### [DIRECTIVE]
Every entry that follows needs to be repeated exactly.

### [STORED RECORDS]
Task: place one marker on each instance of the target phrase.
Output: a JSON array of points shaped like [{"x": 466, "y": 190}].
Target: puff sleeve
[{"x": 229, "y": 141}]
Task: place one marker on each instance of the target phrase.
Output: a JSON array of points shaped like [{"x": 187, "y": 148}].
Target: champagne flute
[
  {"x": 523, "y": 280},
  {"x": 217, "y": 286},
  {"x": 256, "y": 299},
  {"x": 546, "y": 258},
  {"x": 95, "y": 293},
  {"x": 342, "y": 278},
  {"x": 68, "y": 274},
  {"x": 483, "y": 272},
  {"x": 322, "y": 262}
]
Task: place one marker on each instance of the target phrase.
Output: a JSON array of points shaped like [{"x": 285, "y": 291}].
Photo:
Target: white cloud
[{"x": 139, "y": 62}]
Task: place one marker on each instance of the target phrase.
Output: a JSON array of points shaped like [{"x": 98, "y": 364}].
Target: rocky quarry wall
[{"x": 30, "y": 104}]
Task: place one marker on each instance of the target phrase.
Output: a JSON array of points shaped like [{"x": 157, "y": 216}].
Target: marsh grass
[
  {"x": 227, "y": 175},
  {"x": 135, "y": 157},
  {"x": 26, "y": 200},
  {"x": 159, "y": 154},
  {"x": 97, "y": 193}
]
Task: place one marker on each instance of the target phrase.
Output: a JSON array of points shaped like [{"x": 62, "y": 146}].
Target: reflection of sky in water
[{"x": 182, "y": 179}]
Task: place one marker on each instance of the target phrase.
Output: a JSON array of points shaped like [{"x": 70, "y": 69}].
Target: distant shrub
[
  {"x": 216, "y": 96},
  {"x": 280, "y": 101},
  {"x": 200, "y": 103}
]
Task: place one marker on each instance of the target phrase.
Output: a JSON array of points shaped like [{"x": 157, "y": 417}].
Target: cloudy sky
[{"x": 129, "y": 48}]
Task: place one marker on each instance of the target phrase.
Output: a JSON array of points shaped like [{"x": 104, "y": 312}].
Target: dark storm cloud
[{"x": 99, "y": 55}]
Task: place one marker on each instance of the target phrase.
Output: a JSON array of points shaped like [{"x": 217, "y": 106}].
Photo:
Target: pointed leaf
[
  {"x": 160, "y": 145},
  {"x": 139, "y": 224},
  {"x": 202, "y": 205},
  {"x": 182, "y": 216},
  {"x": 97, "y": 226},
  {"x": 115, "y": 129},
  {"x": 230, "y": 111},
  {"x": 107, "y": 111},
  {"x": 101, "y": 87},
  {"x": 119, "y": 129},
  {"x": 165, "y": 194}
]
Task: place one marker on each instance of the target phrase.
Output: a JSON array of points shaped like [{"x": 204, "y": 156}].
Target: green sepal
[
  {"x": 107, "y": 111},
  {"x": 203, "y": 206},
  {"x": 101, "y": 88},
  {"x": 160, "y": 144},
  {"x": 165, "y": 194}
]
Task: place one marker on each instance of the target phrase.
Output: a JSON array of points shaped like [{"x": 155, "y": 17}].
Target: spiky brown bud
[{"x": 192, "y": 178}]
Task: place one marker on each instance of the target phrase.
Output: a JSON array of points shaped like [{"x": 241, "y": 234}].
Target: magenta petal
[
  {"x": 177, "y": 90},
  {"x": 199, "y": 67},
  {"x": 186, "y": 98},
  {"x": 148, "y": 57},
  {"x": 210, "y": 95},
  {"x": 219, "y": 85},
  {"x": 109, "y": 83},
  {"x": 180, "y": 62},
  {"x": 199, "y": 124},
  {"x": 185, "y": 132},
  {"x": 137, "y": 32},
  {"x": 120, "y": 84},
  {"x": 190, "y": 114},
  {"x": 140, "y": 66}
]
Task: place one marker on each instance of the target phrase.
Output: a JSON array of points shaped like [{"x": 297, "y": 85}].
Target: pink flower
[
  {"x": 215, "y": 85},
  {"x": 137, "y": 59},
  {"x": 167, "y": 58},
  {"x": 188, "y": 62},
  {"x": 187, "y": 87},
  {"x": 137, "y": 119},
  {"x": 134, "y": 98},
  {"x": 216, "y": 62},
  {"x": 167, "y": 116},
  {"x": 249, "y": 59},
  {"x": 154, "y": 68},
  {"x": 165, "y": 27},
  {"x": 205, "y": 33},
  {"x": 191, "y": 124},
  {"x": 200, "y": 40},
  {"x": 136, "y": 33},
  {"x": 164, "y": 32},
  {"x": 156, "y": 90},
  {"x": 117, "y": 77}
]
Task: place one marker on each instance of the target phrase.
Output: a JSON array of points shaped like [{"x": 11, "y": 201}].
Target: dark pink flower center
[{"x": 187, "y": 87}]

### [FINISHED EXERCISE]
Task: place one marker on each instance of the target phrase.
Output: a JSON array of points shaped like [{"x": 466, "y": 190}].
Target: puff sleeve
[{"x": 229, "y": 141}]
Task: place one marker on each instance of the target phrase.
Output: a JSON array of points shaped like [{"x": 187, "y": 148}].
Target: champagne flute
[
  {"x": 523, "y": 280},
  {"x": 217, "y": 286},
  {"x": 256, "y": 299},
  {"x": 546, "y": 258},
  {"x": 95, "y": 293},
  {"x": 342, "y": 278},
  {"x": 68, "y": 274},
  {"x": 483, "y": 272},
  {"x": 322, "y": 262}
]
Task: place one marker on each instance of the target phrase.
Output: a JSON array of points shaped like [{"x": 285, "y": 291}].
Photo:
Target: white cloud
[{"x": 139, "y": 62}]
Task: place one marker on each instance of the target phrase.
Output: a JSON array of points shaped like [{"x": 98, "y": 364}].
Target: rocky quarry wall
[{"x": 30, "y": 104}]
Task: place one marker on each instance of the target phrase.
Output: a JSON array of points shaped like [{"x": 157, "y": 216}].
Target: marsh grass
[
  {"x": 227, "y": 175},
  {"x": 135, "y": 157},
  {"x": 26, "y": 200},
  {"x": 159, "y": 154},
  {"x": 97, "y": 193}
]
Task: place one marker on each instance of the target phrase.
Output: a JSON array of points shaped like [{"x": 62, "y": 146}].
Target: reflection of sky in water
[{"x": 182, "y": 179}]
Task: place one marker on each instance of the target phrase.
Output: a JSON array of points shaped like [{"x": 70, "y": 69}].
Target: distant shrub
[
  {"x": 216, "y": 96},
  {"x": 280, "y": 101},
  {"x": 200, "y": 103}
]
Task: place one marker on each instance of the target phrase.
Output: a JSON array of points shaped like [{"x": 157, "y": 417}].
Target: cloudy sky
[{"x": 129, "y": 48}]
Task: place one marker on each instance of the target phrase.
Output: a JSON array of points shaped like [{"x": 104, "y": 312}].
Target: dark storm cloud
[{"x": 99, "y": 55}]
Task: place one marker on each instance of the target phrase.
Output: a JSON array of points shaped like [{"x": 217, "y": 106}].
Photo:
Target: pointed leaf
[
  {"x": 160, "y": 145},
  {"x": 139, "y": 224},
  {"x": 202, "y": 205},
  {"x": 182, "y": 216},
  {"x": 97, "y": 226},
  {"x": 115, "y": 129},
  {"x": 230, "y": 111},
  {"x": 107, "y": 111},
  {"x": 101, "y": 87},
  {"x": 119, "y": 129},
  {"x": 165, "y": 194}
]
Task: place one marker on each instance of the target phrase.
Output: a JSON array of points shaped like [{"x": 204, "y": 156}].
Target: green sepal
[
  {"x": 107, "y": 111},
  {"x": 203, "y": 206},
  {"x": 101, "y": 88},
  {"x": 160, "y": 144},
  {"x": 165, "y": 194}
]
Task: place one marker on each instance of the target phrase.
Output: a JSON array of points shaped like [{"x": 155, "y": 17}].
Target: spiky brown bud
[{"x": 192, "y": 178}]
Task: place one marker on each instance of the target phrase.
Output: a JSON array of points shaped like [{"x": 241, "y": 234}].
Target: magenta petal
[
  {"x": 177, "y": 90},
  {"x": 199, "y": 67},
  {"x": 186, "y": 98},
  {"x": 148, "y": 57},
  {"x": 210, "y": 95},
  {"x": 219, "y": 85},
  {"x": 109, "y": 83},
  {"x": 180, "y": 62},
  {"x": 199, "y": 124},
  {"x": 185, "y": 132},
  {"x": 137, "y": 32},
  {"x": 120, "y": 84},
  {"x": 190, "y": 114},
  {"x": 140, "y": 66}
]
Task: place one marker on each instance of the target phrase.
Output: a JSON array of points shaped like [{"x": 297, "y": 85}].
Target: pink flower
[
  {"x": 215, "y": 85},
  {"x": 137, "y": 59},
  {"x": 167, "y": 58},
  {"x": 188, "y": 62},
  {"x": 187, "y": 87},
  {"x": 137, "y": 119},
  {"x": 134, "y": 98},
  {"x": 216, "y": 62},
  {"x": 167, "y": 116},
  {"x": 249, "y": 59},
  {"x": 154, "y": 68},
  {"x": 165, "y": 27},
  {"x": 205, "y": 33},
  {"x": 191, "y": 124},
  {"x": 200, "y": 40},
  {"x": 136, "y": 33},
  {"x": 164, "y": 32},
  {"x": 156, "y": 90},
  {"x": 117, "y": 77}
]
Task: place one marker on each instance of the target phrase.
Output: a JSON array of points shaped like [{"x": 11, "y": 201}].
Target: dark pink flower center
[{"x": 187, "y": 87}]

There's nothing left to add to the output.